INSTRUCTION 1 — Name every forum user thanked in the privilege theory thread.
INSTRUCTION 2 — Pick up the privilege theory thread after its final sentence and write the next post or two.

SELECTED PASSAGE —
She also wanted me to add in a tokenistic way the the caveat that her thoughts on this documents responses to the issues are exactly that, thoughts on these responses, not on the issues of sexism, racism etc Just to cover her back like.

My mum says it's shit because it doesn't mention Jesus even once :(

This has turned into a really interesting thread IMO, thanks especially to cesare, sihhi and nigelirritible. Not really sure where I stand on this - seems to me like there's some potentially useful stuff in there but if it's not integrated into a serious analysis of wider social relations it has the potential to either descend into identity politics or be used by identity politikers as cover for their shit politics.
 
There's also a general problem with privilege theory in that, it allows, regardless of however strong the AF thinks it is, to let liberals carry on doing the running. For a while, modern capitalism has been about 'including' the 'excluded' "privileging" the "non-privileged": Magic Johnson in the black American ghettos, positive discrimination to produce (ideologically pure and 'British' but) non-white army officers, 50-50 firm management boards in Norway's capitalist firms by law, F.A. clubs actively scouting in the West African youth football leagues, 'scholarships' and 'assisted places' for the unprivileged poor, 'the priority for new development will be our poor crumbling inner city estates', microcredit for womens' domestic textile activity, Rwanda's 33% female parliamentarian quota, the ethnic minority business grants, reservations for OBCs in India, fair-trade chocolate with contracts to Luo-owned farms in Kenya, payments to peasant family heads for every female child that attends schools, South Africa's broad-based black economic empowerment, JPA scholarships in Malaysia, the 30% bumiputera equity rule, Lord Davies report on women on boards (up from 9% to 12% - in spite of the recession). In general it's how capitalism has been operating in the West since the 1990s, after a version of it became popular on the left in the West in the 1980s - municipal socialism in Bologna and the GLA's funding grants)
It also lets the political right in. Underprivileged Nigerian in London=Well-educated, English speaking Hausa in Nigeria. That's the same person, one 5 hour plane trip away. 'If they don't like it here, they are welcome to go back home'. Underprivileged here=Privileged there. 'How can degree-educated Nigerians complain about how they are only security guards or porters in this country, if they were back home with good English, a couple of years working in London would be like lords in their country... they want money for their relatives too... they don't spend their money here' etc etc.
Men, white people, straight people, cisgendered people etc., can't give up their privilege - no matter how much they may want to. It is forced on them by a system they cannot opt out of, or choose to stop benefiting from.

DATA PROVIDED —

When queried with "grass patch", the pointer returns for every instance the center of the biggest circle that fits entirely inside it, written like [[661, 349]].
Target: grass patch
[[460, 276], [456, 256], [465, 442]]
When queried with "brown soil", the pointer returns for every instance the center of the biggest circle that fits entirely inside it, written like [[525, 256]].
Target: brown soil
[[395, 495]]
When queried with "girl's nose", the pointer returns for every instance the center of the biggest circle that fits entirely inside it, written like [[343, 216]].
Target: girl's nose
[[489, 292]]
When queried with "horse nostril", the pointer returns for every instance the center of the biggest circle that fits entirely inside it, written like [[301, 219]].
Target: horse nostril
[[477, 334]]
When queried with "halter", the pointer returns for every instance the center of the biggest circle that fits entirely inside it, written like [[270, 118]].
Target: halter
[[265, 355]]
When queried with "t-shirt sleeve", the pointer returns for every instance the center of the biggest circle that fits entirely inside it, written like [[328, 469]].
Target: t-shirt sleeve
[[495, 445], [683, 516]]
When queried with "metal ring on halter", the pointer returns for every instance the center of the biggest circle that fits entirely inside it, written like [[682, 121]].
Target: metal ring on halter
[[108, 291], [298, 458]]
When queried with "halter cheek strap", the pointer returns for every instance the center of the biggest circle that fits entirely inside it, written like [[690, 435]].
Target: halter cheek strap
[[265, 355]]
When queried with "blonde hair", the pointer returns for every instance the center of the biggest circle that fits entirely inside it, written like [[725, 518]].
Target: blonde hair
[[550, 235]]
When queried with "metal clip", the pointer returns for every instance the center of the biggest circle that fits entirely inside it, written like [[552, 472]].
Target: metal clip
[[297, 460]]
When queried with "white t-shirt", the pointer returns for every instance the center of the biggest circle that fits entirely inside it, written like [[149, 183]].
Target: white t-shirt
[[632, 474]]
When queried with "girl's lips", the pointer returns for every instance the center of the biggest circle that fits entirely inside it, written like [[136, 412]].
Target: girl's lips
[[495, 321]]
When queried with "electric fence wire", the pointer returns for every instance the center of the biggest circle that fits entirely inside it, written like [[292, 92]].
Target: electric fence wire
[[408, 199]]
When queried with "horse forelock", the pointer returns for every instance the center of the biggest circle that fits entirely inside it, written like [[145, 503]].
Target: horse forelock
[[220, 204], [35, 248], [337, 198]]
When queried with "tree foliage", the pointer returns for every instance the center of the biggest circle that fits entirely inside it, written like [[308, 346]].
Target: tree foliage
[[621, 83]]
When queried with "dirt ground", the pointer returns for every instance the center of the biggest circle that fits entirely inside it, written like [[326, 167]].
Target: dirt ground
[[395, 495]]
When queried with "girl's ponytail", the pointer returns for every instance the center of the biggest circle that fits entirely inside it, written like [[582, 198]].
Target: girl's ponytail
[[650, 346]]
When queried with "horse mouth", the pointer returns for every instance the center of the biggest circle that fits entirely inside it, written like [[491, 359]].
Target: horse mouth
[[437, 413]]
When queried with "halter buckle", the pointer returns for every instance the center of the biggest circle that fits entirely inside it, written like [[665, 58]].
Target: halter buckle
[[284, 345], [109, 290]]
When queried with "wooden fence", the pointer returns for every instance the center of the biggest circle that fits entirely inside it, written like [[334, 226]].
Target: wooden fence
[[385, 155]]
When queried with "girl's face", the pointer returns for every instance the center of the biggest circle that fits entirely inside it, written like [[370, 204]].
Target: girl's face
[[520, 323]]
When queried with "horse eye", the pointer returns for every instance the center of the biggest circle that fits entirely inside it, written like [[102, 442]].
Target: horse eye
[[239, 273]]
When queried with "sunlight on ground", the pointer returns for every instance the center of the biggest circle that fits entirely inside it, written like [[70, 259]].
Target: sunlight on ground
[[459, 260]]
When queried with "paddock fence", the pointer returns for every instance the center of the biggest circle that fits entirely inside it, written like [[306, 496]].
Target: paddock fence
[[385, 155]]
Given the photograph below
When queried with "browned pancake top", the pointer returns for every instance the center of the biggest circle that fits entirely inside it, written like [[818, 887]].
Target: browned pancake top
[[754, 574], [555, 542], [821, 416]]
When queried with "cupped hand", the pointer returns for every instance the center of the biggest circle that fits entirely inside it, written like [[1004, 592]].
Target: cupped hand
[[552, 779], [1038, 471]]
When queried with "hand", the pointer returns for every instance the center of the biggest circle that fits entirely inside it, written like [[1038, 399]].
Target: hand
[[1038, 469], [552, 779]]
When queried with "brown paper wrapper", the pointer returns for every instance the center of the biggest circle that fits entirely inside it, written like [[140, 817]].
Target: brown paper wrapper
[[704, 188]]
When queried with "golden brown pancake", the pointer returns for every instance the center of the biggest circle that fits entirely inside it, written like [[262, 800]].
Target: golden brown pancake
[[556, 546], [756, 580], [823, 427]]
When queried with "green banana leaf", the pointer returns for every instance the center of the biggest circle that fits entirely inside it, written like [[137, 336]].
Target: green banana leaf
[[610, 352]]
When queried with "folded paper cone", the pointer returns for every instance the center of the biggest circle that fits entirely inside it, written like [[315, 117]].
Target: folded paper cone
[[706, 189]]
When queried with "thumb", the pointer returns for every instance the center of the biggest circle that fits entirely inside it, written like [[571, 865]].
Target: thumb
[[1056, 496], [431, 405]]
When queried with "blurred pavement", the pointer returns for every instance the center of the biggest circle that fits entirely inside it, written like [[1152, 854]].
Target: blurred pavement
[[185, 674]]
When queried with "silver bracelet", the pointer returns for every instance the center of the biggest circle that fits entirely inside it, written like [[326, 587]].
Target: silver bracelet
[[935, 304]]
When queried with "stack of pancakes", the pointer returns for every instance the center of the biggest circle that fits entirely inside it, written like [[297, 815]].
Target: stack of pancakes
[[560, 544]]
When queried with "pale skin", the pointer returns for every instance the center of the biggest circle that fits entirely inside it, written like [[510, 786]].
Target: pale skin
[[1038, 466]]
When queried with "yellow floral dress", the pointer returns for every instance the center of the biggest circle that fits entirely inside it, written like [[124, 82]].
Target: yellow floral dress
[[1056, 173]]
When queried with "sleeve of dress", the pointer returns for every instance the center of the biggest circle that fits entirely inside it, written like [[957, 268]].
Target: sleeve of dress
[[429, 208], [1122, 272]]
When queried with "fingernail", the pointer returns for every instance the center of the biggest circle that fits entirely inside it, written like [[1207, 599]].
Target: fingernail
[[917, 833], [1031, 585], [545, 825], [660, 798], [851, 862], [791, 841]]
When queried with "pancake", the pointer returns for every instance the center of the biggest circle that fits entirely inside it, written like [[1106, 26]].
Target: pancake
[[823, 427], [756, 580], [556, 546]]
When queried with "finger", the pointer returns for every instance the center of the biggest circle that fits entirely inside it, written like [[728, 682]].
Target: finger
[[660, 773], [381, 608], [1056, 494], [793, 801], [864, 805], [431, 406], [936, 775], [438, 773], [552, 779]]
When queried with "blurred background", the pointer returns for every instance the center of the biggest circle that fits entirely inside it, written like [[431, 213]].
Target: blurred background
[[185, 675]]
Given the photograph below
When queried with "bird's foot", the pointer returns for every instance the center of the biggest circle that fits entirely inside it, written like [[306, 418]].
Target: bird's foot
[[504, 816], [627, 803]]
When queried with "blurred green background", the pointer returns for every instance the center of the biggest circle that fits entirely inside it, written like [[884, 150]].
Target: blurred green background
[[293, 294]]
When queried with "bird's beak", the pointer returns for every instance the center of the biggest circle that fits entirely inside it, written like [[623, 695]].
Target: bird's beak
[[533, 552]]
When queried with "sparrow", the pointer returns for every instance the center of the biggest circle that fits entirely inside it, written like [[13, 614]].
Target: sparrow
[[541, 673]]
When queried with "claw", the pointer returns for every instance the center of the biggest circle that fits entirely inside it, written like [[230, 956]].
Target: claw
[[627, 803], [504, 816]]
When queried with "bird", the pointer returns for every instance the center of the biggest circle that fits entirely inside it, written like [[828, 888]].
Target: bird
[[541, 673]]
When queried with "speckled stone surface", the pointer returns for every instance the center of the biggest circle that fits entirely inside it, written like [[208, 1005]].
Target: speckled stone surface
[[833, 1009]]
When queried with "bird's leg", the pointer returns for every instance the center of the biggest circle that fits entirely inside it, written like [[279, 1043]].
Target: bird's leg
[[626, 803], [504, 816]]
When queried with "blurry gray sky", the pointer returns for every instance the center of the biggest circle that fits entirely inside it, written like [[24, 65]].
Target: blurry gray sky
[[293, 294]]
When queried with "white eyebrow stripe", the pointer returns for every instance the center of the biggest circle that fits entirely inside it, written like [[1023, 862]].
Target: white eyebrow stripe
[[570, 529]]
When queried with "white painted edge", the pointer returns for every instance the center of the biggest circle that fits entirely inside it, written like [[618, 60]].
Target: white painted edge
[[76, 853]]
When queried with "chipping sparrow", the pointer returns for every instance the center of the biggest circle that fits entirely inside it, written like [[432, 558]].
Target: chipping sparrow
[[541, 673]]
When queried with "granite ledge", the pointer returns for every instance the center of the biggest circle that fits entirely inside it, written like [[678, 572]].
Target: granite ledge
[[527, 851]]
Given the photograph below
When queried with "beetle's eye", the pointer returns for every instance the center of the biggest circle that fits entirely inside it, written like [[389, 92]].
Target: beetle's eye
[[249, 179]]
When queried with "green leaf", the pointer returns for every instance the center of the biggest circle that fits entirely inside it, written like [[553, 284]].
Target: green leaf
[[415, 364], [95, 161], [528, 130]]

RESULT 1 — cesare, sihhi, nigelirritible

RESULT 2 —
Isn’t it enough to talk about racism, sexism, homophobia etc. without having to call white, male and straight people something that offends them? If it’s just the terminology you object to, be aware that radical black activists, feminists, queer activists and disabled activists widely use the term privilege. Oppressed groups need to lead the struggles to end their oppressions, and that means these oppressed groups get to define the struggle and the terms we use to talk about it. It is, on one level, simply not up to class struggle groups made up of a majority of white males to tell people of colour and women what words are useful in the struggles against white supremacy and patriarchy. If you dislike the term but agree with the concept, then it would show practical solidarity to leave your personal discomfort out of the argument, accept that the terminology has been chosen, and start using the same term as those at the forefront of these struggles.



So who is at the forefront of these struggles? Who are all these "radical black activists, feminists, queer activists and disabled activists" eager to have the concept be popularised? I see a lot of liberal 'poser' 'activists' using the term.
 
How do anarchists balance the right of women to autonomously self-organise with decrying identity politics?

I'm not an anarchist, but I suspect it's about whether the autonomous self-organisation is 'women', pleading for identification and incorporation with capitalist women; or if it is working-class women - people who have zero interest in capitalist women (or women who chase after capitalists to marry them) but want to promote anti-capitalism by and for women.
 
So who is at the forefront of these struggles? Who are all these "radical black activists, feminists, queer activists and disabled activists" eager to have the concept be popularised? I see a lot of liberal 'poser' 'activists' using the term.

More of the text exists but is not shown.